EXCERPTED TEXT =
+ + +

Create a bandstop filter design specification object using the fdesign.bandstop function and specify these design parameters.

bandstopSpecs = fdesign.bandstop('N,Fp1,Fst1,Fst2,Fp2,C',60,9.6e3,12.8e3,22.4e3,25.6e3,64000);

Constrain the two passbands with a passband ripple of 1 dB.

bandstopSpecs.Passband1Constrained = true;
bandstopSpecs.Apass1 = 1;
bandstopSpecs.Passband2Constrained = true;
bandstopSpecs.Apass2 = 1;

Design the bandstop filter using the design function. The resulting filter is a dsp.Filter System object™. For details on how to apply this filter on streaming data, refer to dsp.FIRFilter.

bandstopFilt = design(bandstopSpecs,'Systemobject',true)
bandstopFilt = 
  dsp.FIRFilter with properties:

            Structure: 'Direct form'
      NumeratorSource: 'Property'
            Numerator: [1x61 double]
    InitialConditions: 0

  Show all properties

Visualize the frequency response of the designed filter using fvtool.

fvtool(bandstopFilt)

Measure the frequency response characteristics of the filter using measure.

measure(bandstopFilt)
ans = 
Sample Rate             : 64 kHz     
First Passband Edge     : 9.6 kHz    
First 3-dB Point        : 10.5255 kHz
First 6-dB Point        : 10.9058 kHz
First Stopband Edge     : 12.8 kHz   
Second Stopband Edge    : 22.4 kHz   
Second 6-dB Point       : 24.2866 kHz
Second 3-dB Point       : 24.6685 kHz
Second Passband Edge    : 25.6 kHz   
First Passband Ripple   : 0.11754 dB 
Stopband Atten.         : 69.3934 dB 
Second Passband Ripple  : 0.11761 dB 
First Transition Width  : 3.2 kHz    
Second Transition Width : 3.2 kHz    
 

Design a minimum order elliptic bandstop filter. The filter design procedure is:

  1. Specify the filter design specifications using a fdesign function.

+ + +

WRITTEN TASK 1 = Name every property that the filter excerpt sets on bandstopSpecs after creating it.
These records are unrelated to the filter excerpt.

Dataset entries

+ + +

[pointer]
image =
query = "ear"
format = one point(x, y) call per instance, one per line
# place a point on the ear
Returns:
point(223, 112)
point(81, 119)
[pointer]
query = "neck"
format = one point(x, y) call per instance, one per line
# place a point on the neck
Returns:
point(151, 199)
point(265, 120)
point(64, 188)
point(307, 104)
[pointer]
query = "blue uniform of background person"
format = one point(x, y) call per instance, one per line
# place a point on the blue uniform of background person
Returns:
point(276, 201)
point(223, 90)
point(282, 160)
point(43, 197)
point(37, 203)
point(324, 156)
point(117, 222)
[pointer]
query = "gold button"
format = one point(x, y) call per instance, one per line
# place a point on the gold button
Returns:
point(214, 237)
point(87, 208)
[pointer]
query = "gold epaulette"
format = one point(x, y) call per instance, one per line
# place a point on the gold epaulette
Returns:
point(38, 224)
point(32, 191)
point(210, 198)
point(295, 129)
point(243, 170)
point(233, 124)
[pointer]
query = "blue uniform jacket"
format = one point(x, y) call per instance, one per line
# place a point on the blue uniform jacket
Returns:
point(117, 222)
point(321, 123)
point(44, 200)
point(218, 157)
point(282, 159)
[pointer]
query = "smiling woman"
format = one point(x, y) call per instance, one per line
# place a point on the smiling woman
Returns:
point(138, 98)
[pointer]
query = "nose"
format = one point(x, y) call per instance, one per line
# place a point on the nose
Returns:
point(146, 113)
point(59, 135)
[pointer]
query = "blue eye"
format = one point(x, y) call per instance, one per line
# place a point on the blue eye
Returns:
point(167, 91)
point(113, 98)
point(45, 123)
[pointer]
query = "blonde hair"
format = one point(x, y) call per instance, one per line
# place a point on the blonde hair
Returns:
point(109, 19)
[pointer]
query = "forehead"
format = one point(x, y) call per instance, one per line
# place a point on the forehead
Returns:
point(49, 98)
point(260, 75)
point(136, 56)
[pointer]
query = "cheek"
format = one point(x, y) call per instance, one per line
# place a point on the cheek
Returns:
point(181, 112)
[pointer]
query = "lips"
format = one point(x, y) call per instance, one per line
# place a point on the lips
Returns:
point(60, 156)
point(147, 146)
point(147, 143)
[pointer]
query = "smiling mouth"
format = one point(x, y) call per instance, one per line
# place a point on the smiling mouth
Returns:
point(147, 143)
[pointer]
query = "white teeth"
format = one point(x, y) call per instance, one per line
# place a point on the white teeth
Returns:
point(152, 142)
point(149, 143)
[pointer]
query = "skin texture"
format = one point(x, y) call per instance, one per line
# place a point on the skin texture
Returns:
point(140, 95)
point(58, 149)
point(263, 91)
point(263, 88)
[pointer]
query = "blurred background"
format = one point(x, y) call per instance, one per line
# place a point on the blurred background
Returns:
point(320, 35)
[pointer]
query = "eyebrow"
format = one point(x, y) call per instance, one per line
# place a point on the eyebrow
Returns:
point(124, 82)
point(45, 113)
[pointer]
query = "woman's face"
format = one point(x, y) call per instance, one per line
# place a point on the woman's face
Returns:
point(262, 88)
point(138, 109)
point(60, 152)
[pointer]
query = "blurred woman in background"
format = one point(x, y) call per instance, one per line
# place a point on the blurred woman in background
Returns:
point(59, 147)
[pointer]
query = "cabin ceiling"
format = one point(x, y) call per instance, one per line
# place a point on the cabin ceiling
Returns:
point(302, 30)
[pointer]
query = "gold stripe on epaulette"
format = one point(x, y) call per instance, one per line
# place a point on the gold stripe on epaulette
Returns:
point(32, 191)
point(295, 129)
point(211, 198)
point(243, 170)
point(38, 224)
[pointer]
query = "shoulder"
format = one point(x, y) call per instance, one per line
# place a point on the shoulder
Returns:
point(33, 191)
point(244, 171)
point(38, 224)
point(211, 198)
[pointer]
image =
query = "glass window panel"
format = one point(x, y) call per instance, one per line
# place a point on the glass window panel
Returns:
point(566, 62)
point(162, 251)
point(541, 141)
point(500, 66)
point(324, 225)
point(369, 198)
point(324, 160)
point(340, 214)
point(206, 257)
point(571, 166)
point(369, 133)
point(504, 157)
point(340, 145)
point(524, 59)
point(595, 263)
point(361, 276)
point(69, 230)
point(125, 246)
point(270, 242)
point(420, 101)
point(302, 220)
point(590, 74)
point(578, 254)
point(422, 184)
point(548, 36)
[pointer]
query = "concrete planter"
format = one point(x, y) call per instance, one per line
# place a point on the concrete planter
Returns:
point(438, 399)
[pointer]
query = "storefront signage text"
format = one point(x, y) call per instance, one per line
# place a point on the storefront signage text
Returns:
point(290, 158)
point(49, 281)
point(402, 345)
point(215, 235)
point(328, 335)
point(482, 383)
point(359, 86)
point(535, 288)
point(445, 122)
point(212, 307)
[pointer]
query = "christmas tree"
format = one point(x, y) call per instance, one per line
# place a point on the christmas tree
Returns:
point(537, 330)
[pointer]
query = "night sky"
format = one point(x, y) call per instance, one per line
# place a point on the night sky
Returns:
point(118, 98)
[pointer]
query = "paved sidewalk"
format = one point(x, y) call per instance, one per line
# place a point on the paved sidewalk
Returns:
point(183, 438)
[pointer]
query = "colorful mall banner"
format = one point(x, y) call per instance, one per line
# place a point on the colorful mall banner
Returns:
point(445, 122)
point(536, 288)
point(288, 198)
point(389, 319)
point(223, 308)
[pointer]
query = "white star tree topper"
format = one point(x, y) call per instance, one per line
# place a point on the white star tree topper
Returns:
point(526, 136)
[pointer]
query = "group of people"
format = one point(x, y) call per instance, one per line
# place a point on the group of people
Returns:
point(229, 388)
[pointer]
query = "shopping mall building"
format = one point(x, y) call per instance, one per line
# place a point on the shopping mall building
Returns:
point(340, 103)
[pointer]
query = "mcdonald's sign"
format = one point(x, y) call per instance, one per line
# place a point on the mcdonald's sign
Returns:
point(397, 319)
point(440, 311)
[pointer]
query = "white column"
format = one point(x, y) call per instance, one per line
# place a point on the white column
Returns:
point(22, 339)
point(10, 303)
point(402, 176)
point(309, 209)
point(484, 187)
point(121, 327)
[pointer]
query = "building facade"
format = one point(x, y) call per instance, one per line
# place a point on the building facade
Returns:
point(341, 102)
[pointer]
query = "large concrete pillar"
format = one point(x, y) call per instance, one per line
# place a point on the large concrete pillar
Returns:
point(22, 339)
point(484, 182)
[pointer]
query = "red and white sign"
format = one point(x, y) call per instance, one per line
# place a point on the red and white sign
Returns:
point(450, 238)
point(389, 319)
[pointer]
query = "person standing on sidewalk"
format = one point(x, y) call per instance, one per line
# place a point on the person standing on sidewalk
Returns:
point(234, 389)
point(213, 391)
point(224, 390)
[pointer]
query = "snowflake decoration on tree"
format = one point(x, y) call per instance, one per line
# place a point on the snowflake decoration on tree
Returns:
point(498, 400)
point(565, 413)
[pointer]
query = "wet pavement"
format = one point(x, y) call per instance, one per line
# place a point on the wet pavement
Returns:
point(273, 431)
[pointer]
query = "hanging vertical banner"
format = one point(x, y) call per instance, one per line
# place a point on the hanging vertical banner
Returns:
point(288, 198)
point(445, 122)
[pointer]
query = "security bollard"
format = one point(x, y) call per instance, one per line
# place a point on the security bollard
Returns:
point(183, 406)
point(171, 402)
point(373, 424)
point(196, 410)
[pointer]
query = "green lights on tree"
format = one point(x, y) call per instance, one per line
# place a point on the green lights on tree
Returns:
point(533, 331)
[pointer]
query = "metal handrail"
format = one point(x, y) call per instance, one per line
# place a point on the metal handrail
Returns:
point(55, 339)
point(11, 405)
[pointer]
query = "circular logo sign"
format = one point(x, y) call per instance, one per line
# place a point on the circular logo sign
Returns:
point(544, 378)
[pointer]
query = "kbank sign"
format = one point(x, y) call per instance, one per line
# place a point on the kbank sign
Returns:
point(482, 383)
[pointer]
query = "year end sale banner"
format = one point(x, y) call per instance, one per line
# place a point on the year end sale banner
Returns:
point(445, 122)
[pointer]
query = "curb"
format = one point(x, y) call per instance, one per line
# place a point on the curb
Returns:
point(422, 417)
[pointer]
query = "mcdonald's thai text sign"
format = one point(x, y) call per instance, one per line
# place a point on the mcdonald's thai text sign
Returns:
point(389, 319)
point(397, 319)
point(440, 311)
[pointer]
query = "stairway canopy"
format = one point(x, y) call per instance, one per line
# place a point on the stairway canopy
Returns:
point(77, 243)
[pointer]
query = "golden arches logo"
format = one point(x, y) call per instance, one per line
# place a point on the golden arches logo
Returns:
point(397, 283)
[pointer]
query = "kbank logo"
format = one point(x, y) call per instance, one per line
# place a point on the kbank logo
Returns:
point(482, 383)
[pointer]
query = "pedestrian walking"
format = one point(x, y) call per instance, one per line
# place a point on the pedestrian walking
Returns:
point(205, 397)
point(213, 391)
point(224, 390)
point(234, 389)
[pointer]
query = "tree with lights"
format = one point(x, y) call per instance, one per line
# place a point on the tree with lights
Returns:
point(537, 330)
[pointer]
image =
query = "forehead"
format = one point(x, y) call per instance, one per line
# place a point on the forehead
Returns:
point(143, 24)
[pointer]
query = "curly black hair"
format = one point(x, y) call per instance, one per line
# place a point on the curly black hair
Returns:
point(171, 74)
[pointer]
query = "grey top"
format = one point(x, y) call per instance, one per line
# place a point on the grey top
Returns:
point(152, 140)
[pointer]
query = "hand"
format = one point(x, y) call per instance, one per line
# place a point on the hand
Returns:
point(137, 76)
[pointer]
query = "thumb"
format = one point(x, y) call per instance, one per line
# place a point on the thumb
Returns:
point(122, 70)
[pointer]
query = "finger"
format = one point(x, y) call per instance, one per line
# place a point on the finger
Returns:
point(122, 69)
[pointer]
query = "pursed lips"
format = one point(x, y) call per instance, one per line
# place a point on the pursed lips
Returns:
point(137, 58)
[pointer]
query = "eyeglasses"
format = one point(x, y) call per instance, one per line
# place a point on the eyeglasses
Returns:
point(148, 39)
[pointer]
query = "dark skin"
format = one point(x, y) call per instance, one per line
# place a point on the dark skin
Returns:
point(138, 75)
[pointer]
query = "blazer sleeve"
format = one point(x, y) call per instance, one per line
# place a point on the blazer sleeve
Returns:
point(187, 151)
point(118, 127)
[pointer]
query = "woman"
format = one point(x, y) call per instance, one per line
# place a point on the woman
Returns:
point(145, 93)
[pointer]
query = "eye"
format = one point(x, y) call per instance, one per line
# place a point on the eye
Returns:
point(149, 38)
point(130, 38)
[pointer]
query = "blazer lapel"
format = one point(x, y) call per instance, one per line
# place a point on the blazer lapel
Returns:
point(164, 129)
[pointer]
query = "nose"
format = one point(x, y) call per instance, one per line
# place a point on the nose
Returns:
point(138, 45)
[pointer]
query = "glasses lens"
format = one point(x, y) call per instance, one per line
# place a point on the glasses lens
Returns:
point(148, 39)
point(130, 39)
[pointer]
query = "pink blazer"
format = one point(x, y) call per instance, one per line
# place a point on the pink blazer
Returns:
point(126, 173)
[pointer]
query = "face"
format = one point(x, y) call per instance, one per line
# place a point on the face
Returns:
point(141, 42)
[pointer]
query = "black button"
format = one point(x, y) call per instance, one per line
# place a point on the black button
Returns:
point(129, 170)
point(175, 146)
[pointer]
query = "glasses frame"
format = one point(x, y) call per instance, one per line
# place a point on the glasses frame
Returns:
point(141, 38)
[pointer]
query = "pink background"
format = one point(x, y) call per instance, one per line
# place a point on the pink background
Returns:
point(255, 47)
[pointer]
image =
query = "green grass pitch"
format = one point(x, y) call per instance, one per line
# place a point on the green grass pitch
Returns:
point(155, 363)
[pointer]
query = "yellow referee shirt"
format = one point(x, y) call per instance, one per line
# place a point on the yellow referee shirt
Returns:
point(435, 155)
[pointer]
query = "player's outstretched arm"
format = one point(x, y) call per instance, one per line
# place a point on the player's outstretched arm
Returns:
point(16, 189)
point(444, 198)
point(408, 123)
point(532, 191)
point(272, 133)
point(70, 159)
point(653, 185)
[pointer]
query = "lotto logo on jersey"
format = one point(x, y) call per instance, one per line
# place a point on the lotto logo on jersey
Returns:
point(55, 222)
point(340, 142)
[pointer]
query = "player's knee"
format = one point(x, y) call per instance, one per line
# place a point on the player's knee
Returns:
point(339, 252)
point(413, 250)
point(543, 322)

+ + +

WRITTEN TASK 2 = Replace "neck" with "throat" in the records, from the start of the records up to and including the line with "point(307, 104)". Give back only those lines, otherwise unchanged.

OUTPUT 1 =
Passband1Constrained
Apass1
Passband2Constrained
Apass2

OUTPUT 2 =
[pointer]
image =
query = "ear"
format = one point(x, y) call per instance, one per line
# place a point on the ear
Returns:
point(223, 112)
point(81, 119)
[pointer]
query = "throat"
format = one point(x, y) call per instance, one per line
# place a point on the throat
Returns:
point(151, 199)
point(265, 120)
point(64, 188)
point(307, 104)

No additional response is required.